STATED GOAL 1: Count the lines in the listing below that contain the word "shallow", matching case exactly, and reply with that number alone.

PAGE TEXT:
______
This fact sheet is one in a series aimed at informing decision-makers and the public about this critically important option for America’s energy future and countering persistent myths about wind energy.
The “no reduction in emissions” myth
Wind opponents sometimes argue that wind energy doesn’t actually reduce the fuel use or harmful emissions of other power plants. On its face, this claim does not make sense: utility system operators must precisely balance the total supply of electricity with the total demand for electricity at all times, so the electricity produced by a wind plant must be matched by an equivalent decrease in electricity production at another plant.
When it is available, system operators use wind turbines to reduce the output of the power plants that are the most expensive to operate, which are almost always natural gas or coal power plants because of their high fuel costs. Wind energy is also occasionally used to reduce the output of hydroelectric dams, which can store water to be used later to replace more expensive fossil fuel generation.
By directly reducing the use of fossil fuels, wind energy significantly reduces emissions of the greenhouse gas carbon dioxide (CO2) and other harmful pollutants. A number of detailed power system studies, as well as real-world experience with wind plants, have demonstrated that wind energy significantly reduces fossil fuel use and emissions:
-In 2007, wind energy in the U.S. reduced CO2 emissions by over 28 million tons, equivalent to taking almost 5 million cars off the road. On average, each Megawatthour (MWh) of wind energy – the amount produced by two typical modern wind turbines in an average hour – reduces CO2 emissions by 1,200 pounds.
______
DATA RECORDS:

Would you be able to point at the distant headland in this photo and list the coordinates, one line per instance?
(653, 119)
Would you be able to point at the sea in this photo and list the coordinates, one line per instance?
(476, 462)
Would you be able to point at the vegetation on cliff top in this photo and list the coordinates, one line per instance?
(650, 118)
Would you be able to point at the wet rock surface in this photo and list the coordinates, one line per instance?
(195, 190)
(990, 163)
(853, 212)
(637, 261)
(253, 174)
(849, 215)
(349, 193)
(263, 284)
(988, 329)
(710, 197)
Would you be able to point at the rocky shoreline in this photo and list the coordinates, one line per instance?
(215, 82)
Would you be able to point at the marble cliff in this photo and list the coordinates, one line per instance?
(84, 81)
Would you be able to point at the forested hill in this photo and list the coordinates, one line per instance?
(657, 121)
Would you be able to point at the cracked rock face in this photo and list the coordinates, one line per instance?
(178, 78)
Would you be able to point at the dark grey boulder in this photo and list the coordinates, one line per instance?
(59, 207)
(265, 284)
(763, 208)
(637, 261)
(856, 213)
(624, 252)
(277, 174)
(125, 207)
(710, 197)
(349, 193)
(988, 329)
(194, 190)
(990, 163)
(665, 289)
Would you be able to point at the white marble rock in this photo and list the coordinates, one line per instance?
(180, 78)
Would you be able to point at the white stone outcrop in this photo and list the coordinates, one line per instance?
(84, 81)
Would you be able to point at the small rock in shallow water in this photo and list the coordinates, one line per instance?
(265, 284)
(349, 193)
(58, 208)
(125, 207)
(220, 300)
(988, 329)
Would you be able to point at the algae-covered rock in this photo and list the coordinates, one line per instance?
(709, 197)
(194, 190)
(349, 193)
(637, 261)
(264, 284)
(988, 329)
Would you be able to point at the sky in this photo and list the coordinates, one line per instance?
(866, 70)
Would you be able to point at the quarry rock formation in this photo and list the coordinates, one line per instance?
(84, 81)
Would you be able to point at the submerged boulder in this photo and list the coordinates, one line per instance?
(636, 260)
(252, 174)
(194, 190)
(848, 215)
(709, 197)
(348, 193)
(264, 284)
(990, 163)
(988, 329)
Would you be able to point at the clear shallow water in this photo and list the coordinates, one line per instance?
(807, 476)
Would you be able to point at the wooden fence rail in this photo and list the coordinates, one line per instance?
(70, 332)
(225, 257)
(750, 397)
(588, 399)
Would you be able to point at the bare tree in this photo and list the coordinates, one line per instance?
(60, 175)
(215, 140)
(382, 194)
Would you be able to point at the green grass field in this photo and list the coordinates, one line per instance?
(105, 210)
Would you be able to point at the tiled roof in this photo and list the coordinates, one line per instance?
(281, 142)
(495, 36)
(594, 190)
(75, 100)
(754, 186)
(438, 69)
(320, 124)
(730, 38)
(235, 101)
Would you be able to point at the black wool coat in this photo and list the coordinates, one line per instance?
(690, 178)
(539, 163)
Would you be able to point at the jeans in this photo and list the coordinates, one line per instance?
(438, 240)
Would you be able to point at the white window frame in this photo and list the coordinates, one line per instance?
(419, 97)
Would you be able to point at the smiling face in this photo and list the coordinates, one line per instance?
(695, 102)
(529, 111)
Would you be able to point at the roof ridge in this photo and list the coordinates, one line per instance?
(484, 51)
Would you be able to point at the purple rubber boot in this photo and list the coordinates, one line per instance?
______
STATED GOAL 2: Echo the part of the wind energy fact sheet that begins at the words "When it is available, system" and stops after "fossil fuel generation.", without changing a character.

SOLUTION 1: 2

SOLUTION 2:
When it is available, system operators use wind turbines to reduce the output of the power plants that are the most expensive to operate, which are almost always natural gas or coal power plants because of their high fuel costs. Wind energy is also occasionally used to reduce the output of hydroelectric dams, which can store water to be used later to replace more expensive fossil fuel generation.